Según el texto sobre las revistas de moda, ¿dónde se encontraba la compañera veterana cuando pronunció su frase sobre el caviar y las lentejas?

Texto para leer —
========================================================================

Durante los años boyantes de las revistas de moda –sector en el que he desarrollado la mayor parte de mi carrera profesional–, en cierta ocasión escuché a una compañera veterana pronunciar una frase que resumía a la perfección las incongruencias de ese mundo de desfiles, cremas a 400 euros el bote y fiestas espectaculares: “La de caviar que hay que comer para llevar las lentejas a casa…”, dijo suspirando, mientras sostenía en la mano una copa de champán en una terraza con vistas a la Torre Eiffel.
Eran tiempos en los que periodistas de belleza, editoras de moda y estilistas viajábamos a París mes sí y mes también, y todas nuestras amigas nos miraban con envidia: teníamos el trabajo soñado. Lo único que mostrábamos al mundo, por supuesto, eran las fotos de las cenas en L’Avenue (un restaurante donde los camareros te trataban fatal, pero en el que se daba la circunstancia de que todo el que pasaba por allí era guapo) y los vuelos en clase business; pero no las jornadas interminables que luego teníamos que soportar en la redacción, las luchas de egos ni los sueldos más bien exiguos. Lo nuestro, en el fondo, siempre fue un postureo de segunda fila.

========================================================================

Información mostrada —
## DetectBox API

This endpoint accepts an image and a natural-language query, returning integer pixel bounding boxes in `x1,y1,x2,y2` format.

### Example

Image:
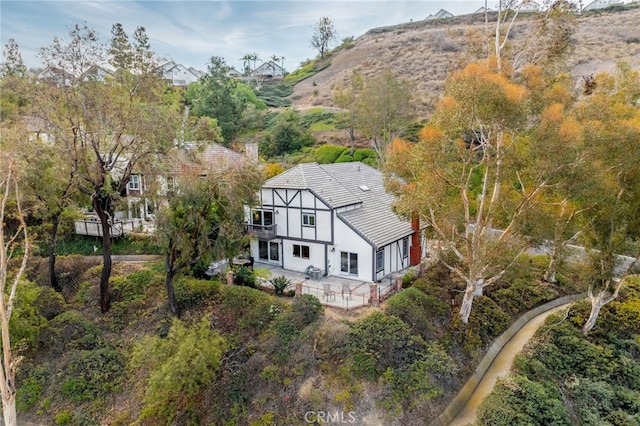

========================================================================

El resultado —
En una terraza con vistas a la Torre Eiffel.